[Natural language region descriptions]
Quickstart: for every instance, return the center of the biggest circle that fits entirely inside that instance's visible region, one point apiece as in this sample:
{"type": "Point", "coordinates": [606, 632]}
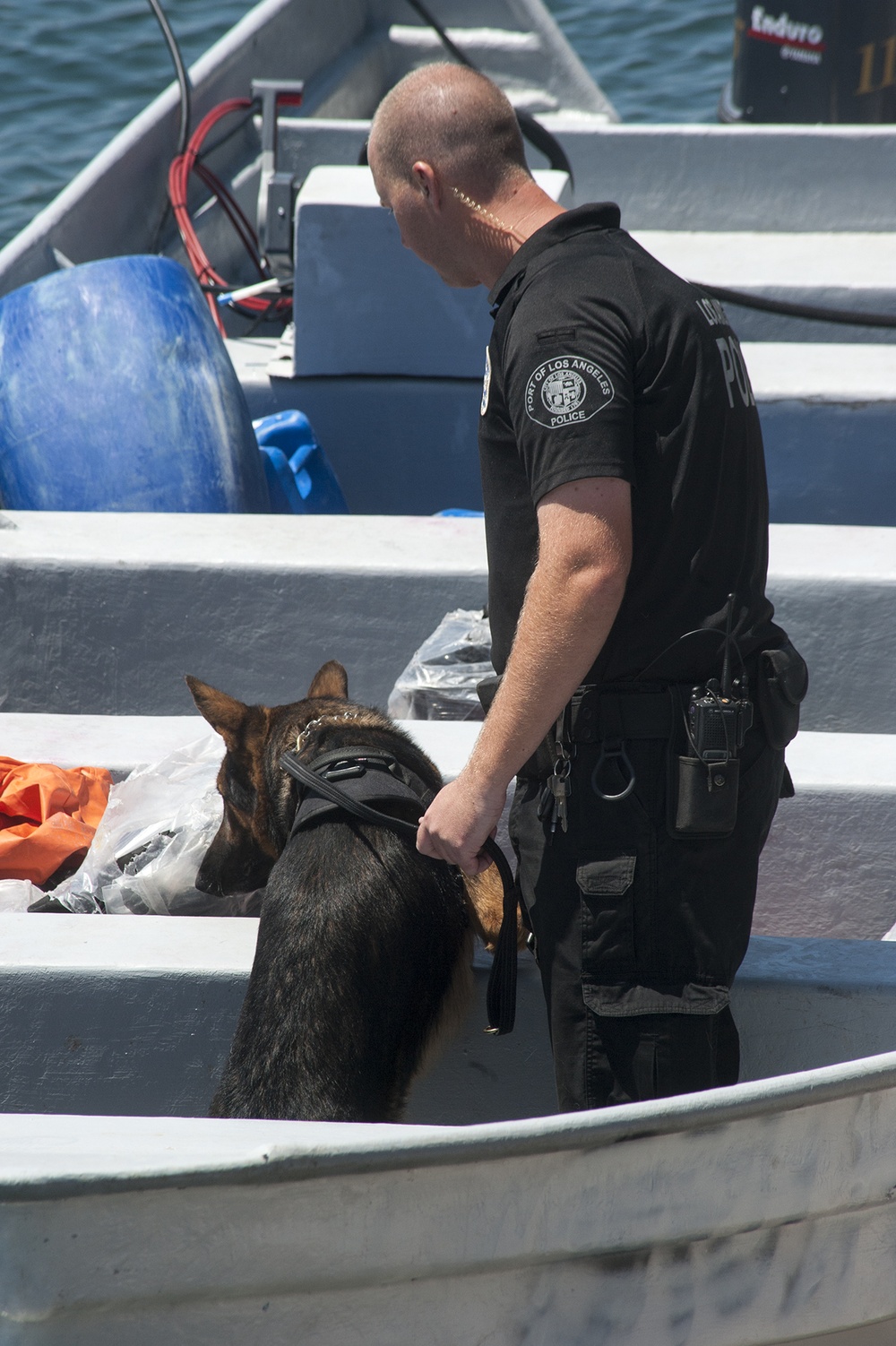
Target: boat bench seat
{"type": "Point", "coordinates": [826, 871]}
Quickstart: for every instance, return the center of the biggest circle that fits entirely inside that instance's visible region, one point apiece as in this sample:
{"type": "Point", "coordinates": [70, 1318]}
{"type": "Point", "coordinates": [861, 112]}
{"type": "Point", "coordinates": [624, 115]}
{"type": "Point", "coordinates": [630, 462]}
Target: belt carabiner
{"type": "Point", "coordinates": [612, 750]}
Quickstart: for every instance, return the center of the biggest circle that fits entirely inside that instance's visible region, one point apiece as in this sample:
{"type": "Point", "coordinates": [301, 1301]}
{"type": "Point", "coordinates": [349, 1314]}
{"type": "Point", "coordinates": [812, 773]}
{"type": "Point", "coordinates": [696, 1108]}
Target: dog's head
{"type": "Point", "coordinates": [256, 791]}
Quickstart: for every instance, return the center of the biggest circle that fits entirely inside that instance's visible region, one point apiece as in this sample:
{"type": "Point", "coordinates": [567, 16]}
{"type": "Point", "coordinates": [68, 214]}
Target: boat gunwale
{"type": "Point", "coordinates": [429, 1147]}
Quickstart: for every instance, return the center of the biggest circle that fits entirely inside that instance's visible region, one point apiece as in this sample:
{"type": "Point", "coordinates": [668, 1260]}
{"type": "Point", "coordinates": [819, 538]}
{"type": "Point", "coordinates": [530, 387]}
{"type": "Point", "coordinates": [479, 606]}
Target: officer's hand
{"type": "Point", "coordinates": [458, 821]}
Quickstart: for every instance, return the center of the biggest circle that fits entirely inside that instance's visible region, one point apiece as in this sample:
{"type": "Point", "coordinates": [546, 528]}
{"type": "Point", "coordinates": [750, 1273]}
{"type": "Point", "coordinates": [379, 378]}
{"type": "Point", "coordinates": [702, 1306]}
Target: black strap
{"type": "Point", "coordinates": [501, 997]}
{"type": "Point", "coordinates": [815, 313]}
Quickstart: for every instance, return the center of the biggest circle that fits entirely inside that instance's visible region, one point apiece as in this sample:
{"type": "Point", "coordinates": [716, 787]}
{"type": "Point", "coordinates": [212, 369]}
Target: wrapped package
{"type": "Point", "coordinates": [152, 839]}
{"type": "Point", "coordinates": [442, 678]}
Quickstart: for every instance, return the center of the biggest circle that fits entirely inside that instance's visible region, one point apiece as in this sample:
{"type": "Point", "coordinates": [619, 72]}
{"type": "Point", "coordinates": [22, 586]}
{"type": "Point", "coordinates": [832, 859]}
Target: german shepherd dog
{"type": "Point", "coordinates": [364, 954]}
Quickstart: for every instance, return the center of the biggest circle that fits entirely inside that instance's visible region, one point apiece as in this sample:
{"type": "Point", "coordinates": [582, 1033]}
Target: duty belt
{"type": "Point", "coordinates": [598, 713]}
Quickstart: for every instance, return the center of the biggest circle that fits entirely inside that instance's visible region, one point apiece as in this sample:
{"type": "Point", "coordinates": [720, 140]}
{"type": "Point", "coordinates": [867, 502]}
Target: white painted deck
{"type": "Point", "coordinates": [743, 1217]}
{"type": "Point", "coordinates": [828, 867]}
{"type": "Point", "coordinates": [105, 613]}
{"type": "Point", "coordinates": [772, 260]}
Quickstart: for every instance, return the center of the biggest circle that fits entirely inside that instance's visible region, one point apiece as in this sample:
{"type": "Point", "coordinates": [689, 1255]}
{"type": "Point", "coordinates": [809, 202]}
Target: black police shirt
{"type": "Point", "coordinates": [604, 364]}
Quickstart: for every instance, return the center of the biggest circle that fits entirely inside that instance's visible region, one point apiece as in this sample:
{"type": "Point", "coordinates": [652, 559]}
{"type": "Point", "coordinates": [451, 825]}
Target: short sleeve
{"type": "Point", "coordinates": [568, 380]}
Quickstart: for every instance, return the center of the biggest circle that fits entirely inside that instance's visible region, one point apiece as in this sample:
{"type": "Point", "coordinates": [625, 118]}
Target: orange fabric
{"type": "Point", "coordinates": [46, 815]}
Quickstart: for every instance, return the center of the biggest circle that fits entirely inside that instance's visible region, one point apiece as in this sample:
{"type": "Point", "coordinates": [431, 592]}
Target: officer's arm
{"type": "Point", "coordinates": [573, 595]}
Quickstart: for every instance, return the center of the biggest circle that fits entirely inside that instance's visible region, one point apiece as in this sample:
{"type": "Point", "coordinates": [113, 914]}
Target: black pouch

▶ [Exercise objective] What is needed is a word-for-word copy of the records above, excluding pictures.

▶ [Exercise result]
Quickstart: for every instance, return the center of the biggest circle that fits entirely inside that instance's visible region, one point apiece as in this sample:
{"type": "Point", "coordinates": [606, 632]}
Target: boat bench seat
{"type": "Point", "coordinates": [826, 871]}
Quickstart: for every instance, return the center of the biggest circle that fits entirely inside that instance's visible region, one point apiece as in this sample:
{"type": "Point", "coordinates": [70, 1318]}
{"type": "Point", "coordinates": [861, 112]}
{"type": "Point", "coordinates": [624, 115]}
{"type": "Point", "coordinates": [630, 462]}
Target: belt carabiner
{"type": "Point", "coordinates": [612, 750]}
Quickstart: for every instance, return the center of the biggest circle that fits entirely inside that instance's visible region, one point apiece as in this sample:
{"type": "Point", "coordinates": [301, 1301]}
{"type": "Point", "coordinates": [349, 1314]}
{"type": "Point", "coordinates": [812, 773]}
{"type": "Point", "coordinates": [696, 1108]}
Target: dog's head
{"type": "Point", "coordinates": [256, 791]}
Quickstart: for every instance, return the center of the biggest circle that fits entirely inside that instance's visible region, one point apiece as in this sample:
{"type": "Point", "coordinates": [567, 16]}
{"type": "Point", "coordinates": [68, 214]}
Target: boat gunwale
{"type": "Point", "coordinates": [429, 1147]}
Quickstart: for every instance, return the center of the biggest circle that fits entirely inside that instance's visible region, one point apiece as in this sample:
{"type": "Point", "coordinates": [668, 1260]}
{"type": "Point", "coordinates": [819, 538]}
{"type": "Point", "coordinates": [530, 387]}
{"type": "Point", "coordinates": [479, 606]}
Target: officer's hand
{"type": "Point", "coordinates": [458, 821]}
Quickstart: for every instance, return the center of the biggest circle that fits entirely inside that instance's visible region, one point apiece as in this sample:
{"type": "Point", "coordinates": [546, 528]}
{"type": "Point", "coordinates": [750, 1273]}
{"type": "Point", "coordinates": [379, 378]}
{"type": "Point", "coordinates": [702, 1306]}
Target: black strap
{"type": "Point", "coordinates": [501, 997]}
{"type": "Point", "coordinates": [815, 313]}
Quickstart: for every instance, return the center of the biggest circle that fits entirely inside that instance's visible region, one point apiece as in this sample:
{"type": "Point", "coordinates": [716, 787]}
{"type": "Point", "coordinates": [212, 369]}
Target: wrapped package
{"type": "Point", "coordinates": [152, 839]}
{"type": "Point", "coordinates": [442, 678]}
Quickstart: for every instance, return the center of the biggest circle that fits entirely inside that instance's visible region, one point apiece as in this sample:
{"type": "Point", "coordinates": [619, 72]}
{"type": "Point", "coordinates": [22, 586]}
{"type": "Point", "coordinates": [832, 859]}
Target: german shepherd dog
{"type": "Point", "coordinates": [364, 954]}
Quickstart: for every instance, return the center of the biggest circle that fits entirely inside that instance's visible region, one point apiece as in this sample:
{"type": "Point", "coordinates": [582, 1033]}
Target: duty belt
{"type": "Point", "coordinates": [598, 713]}
Quickstart: for every instance, return the center of the biggest circle that fits entirely inside that instance's visible region, one point apiece as in this sample:
{"type": "Point", "coordinates": [720, 140]}
{"type": "Point", "coordinates": [867, 502]}
Target: white painted deck
{"type": "Point", "coordinates": [743, 1217]}
{"type": "Point", "coordinates": [828, 867]}
{"type": "Point", "coordinates": [105, 613]}
{"type": "Point", "coordinates": [772, 260]}
Quickstart: for every instance, return the center of the biggest circle that fits entirely inside that instance's visible region, one point apiece as in this sample:
{"type": "Point", "coordinates": [689, 1255]}
{"type": "Point", "coordinates": [809, 202]}
Target: black police shirt
{"type": "Point", "coordinates": [604, 364]}
Quickstart: for every instance, return the center of the biggest circle that fits entirely inside that instance's visible region, one point apiece as in this sample:
{"type": "Point", "coordinates": [652, 559]}
{"type": "Point", "coordinates": [451, 825]}
Target: short sleeve
{"type": "Point", "coordinates": [568, 380]}
Quickstart: for every instance, return the center of the biggest circle that fits entirely inside that instance's visible region, one point apiece as in this sample:
{"type": "Point", "coordinates": [625, 118]}
Target: orange fabric
{"type": "Point", "coordinates": [46, 815]}
Quickstart: for every instance, return the center of the biggest circle that fits entirely inside that instance's visible region, one point apiece as in this sample:
{"type": "Point", "coordinates": [431, 592]}
Target: officer's arm
{"type": "Point", "coordinates": [573, 595]}
Quickstart: for every instance, return the center of the biggest circle that fits entirely inside that instance's visible region, one point apiece as in this sample:
{"type": "Point", "coordinates": [113, 914]}
Target: black pouch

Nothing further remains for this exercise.